**Work to complete:** Set down each entry as it stands. Skip the pictures.

[Saved entries]
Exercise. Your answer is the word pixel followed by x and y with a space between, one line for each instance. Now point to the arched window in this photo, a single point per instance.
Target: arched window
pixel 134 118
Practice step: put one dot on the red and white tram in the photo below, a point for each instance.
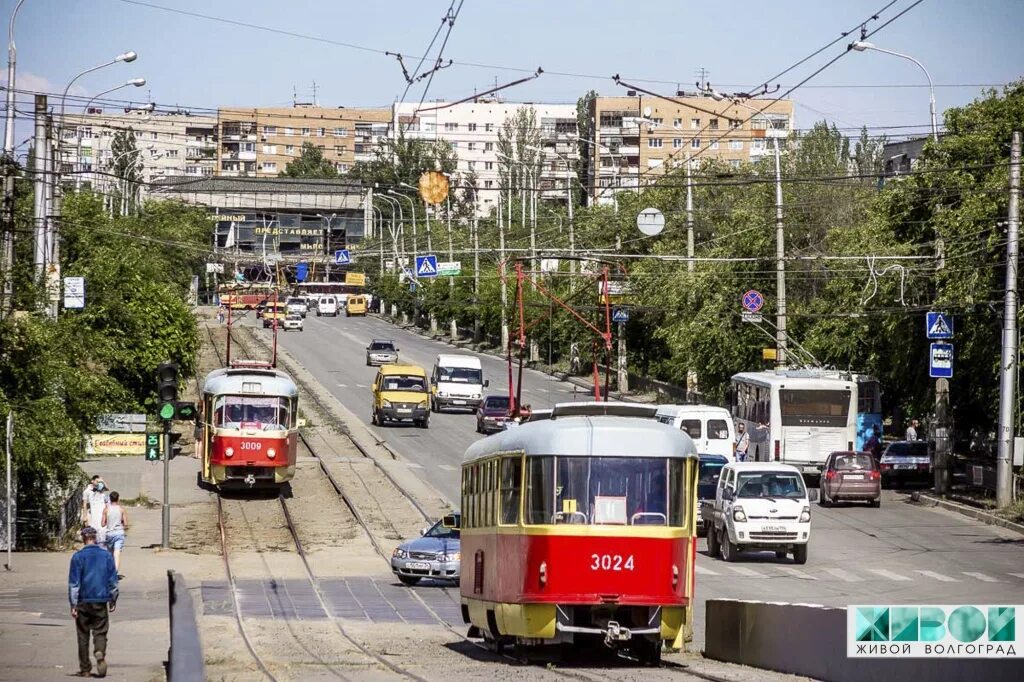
(249, 426)
(581, 529)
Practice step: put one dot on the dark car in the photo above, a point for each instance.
(492, 414)
(849, 475)
(709, 470)
(906, 462)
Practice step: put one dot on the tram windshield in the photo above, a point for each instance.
(244, 412)
(605, 491)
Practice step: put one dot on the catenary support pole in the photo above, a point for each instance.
(1011, 342)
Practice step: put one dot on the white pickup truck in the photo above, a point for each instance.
(759, 506)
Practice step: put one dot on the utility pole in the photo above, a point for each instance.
(689, 215)
(1011, 342)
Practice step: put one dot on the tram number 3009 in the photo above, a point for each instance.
(610, 562)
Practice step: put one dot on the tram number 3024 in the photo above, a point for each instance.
(610, 562)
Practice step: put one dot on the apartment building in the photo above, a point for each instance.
(637, 138)
(472, 129)
(261, 141)
(170, 144)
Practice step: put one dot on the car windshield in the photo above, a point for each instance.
(460, 375)
(907, 450)
(439, 530)
(770, 484)
(404, 383)
(708, 478)
(605, 491)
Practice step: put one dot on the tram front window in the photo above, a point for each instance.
(265, 414)
(601, 491)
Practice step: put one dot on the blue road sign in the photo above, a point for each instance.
(938, 326)
(940, 360)
(753, 301)
(426, 266)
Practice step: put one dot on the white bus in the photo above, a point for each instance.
(796, 416)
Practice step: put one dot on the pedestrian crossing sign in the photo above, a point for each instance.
(939, 326)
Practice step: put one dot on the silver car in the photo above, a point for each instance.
(435, 555)
(381, 351)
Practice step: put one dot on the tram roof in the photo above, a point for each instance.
(239, 381)
(588, 436)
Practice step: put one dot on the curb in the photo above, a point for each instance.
(977, 514)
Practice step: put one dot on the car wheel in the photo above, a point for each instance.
(729, 550)
(713, 547)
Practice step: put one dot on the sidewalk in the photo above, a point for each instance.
(37, 634)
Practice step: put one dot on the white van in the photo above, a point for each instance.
(457, 382)
(710, 427)
(328, 306)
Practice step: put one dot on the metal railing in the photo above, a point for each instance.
(184, 656)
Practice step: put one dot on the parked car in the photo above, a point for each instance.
(710, 469)
(381, 351)
(853, 476)
(492, 414)
(759, 506)
(436, 554)
(906, 461)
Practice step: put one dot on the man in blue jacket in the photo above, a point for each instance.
(92, 585)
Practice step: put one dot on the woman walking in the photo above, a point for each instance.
(116, 523)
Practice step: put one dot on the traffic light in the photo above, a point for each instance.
(152, 446)
(167, 389)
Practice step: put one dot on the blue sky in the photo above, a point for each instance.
(198, 62)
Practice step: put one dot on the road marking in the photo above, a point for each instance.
(743, 570)
(797, 572)
(889, 574)
(844, 576)
(981, 577)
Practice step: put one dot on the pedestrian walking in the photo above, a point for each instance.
(116, 524)
(92, 592)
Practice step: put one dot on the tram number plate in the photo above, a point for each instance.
(610, 562)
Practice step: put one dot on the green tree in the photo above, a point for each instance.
(310, 164)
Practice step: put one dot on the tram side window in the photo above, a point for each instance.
(511, 477)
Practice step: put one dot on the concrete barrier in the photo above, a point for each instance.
(810, 640)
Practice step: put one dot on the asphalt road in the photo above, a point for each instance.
(900, 553)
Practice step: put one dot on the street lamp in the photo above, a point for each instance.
(861, 46)
(137, 82)
(780, 309)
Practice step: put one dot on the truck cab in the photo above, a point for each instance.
(759, 506)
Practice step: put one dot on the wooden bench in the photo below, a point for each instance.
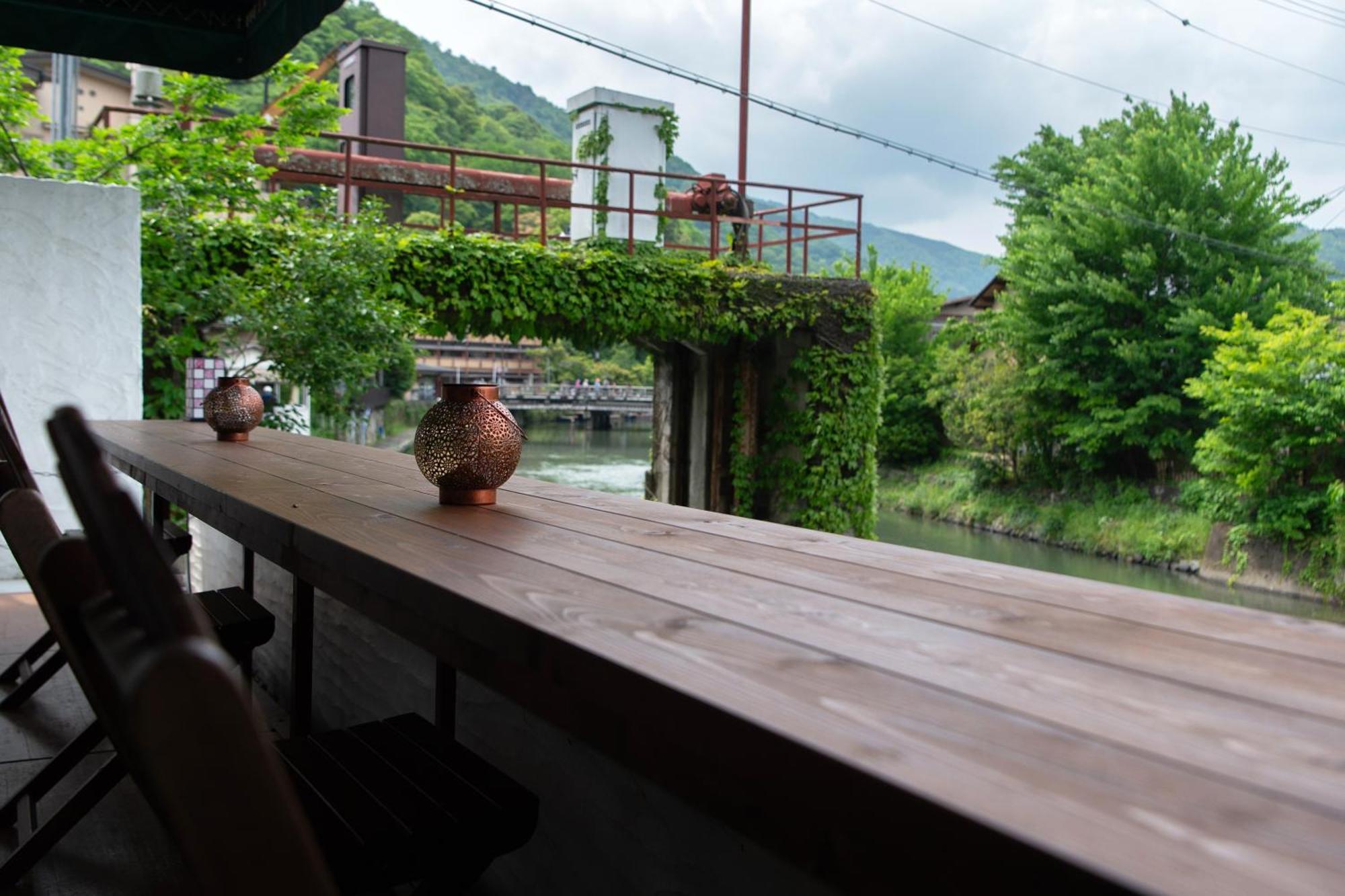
(388, 802)
(241, 623)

**Completed exercise:**
Exercise. Your answer is the word pixel followed by x and y with a space between, one line for each instance. Now point to the arched window in this photo, a single point per instance.
Target: arched window
pixel 134 118
Practice step: put one dot on the red and white tram in the photo below, a point for each instance.
(249, 426)
(581, 529)
Practice step: put one dot on the dark car in the photo above, a point for each instance.
(492, 414)
(849, 475)
(709, 470)
(906, 462)
Practice step: put one dot on the tram windshield in the photo above, a point for each instance.
(244, 412)
(605, 491)
Practice step: put one dot on the catenary support pole in the photo above, a point for each instance.
(1011, 342)
Practice step: put one dot on the white pickup truck in the photo above, a point for each instance.
(759, 506)
Practice step: put one dot on the utility pole in the photo above, a point for each instance.
(689, 215)
(1011, 342)
Practice step: put one dot on the tram number 3009 in the photo above, a point for each instance.
(610, 562)
Practice step: put one dot on the tram number 3024 in the photo above, a point for each instance.
(610, 562)
Practice step: put one dot on the apartment building in the photo above, a point for each instance.
(637, 138)
(472, 129)
(261, 141)
(170, 144)
Practice step: put one dot on the car windshield in the photo above, a point for each instance.
(460, 375)
(907, 450)
(439, 530)
(770, 484)
(404, 383)
(708, 478)
(605, 491)
Practice step: put one dot on the tram front window in the photo above, a point for each instance.
(265, 414)
(601, 491)
Practice step: put one dot on the blue road sign in the photo above, a point for each instance.
(938, 326)
(940, 360)
(753, 301)
(426, 266)
Practice step: put one dot on the white bus in the photo above, a point for each instance.
(796, 416)
Practice step: put one dot on the pedestrian crossing sign in the photo above, a point for each instance.
(939, 326)
Practice step: put one dot on the silver car in the photo above, a point for each instance.
(435, 555)
(381, 351)
Practice step: put one dot on the tram roof in the photo above, a point for each instance.
(239, 381)
(588, 436)
Practice step: put one dot on the curb in the photo above, a point for each instance.
(977, 514)
Practice step: put one dot on the car wheel in the photo above, a point for each instance.
(729, 550)
(713, 547)
Practice step: put one dot on the sidewalk in the photo above, a point for each instance.
(37, 634)
Practice step: put one dot on the white van in the photo above, a point for each instance.
(457, 382)
(710, 427)
(328, 306)
Practice step: put one dot on the metal railing in the photo above, a point for each instance.
(184, 656)
Practice step: put one dot on the parked car in the photo above, a point for each instance.
(710, 469)
(381, 351)
(853, 476)
(492, 414)
(759, 506)
(436, 554)
(906, 461)
Practice step: put one dot on the man in blue jacket in the photo above, a point for each instance.
(92, 585)
Practice step: put one dot on the woman walking in the photo above, a point for each instance.
(116, 523)
Practice step: put one dot on the traffic light in the photo above, a point for each instance.
(152, 446)
(167, 389)
Practice step: put one dot on the blue sky in the photo above, a point for each instance.
(198, 62)
Practice step: put one dot on the road marking in the photo above, a point for each instance.
(743, 570)
(797, 572)
(889, 574)
(844, 576)
(981, 577)
Practice step: put one dot on the pedestrian walking in the photo above, a point for each instance.
(116, 524)
(92, 592)
Practice step: put one dot on the tram number plate in the photo above, a point for each instance.
(610, 562)
Practice step: put one dot on the green tree in the photo above, a point for each instance.
(310, 164)
Practice step: put one dot on the tram side window in the photo above, a point for each instance.
(511, 477)
Practice step: put one dot on the concrete barrier in the photo above, a point for each instance.
(810, 640)
Practice step: put one dot on the asphalt road in the photo above, a point for each instance.
(900, 553)
Practice step: put one dot on the street lamp in the photo above, a point for each instance.
(861, 46)
(137, 82)
(780, 309)
Practice step: put one dot on the truck cab in the photo above, a point for each instance.
(759, 506)
Practice step: put one dot on the wooden bench in the photo below, a point for each instance.
(388, 802)
(241, 623)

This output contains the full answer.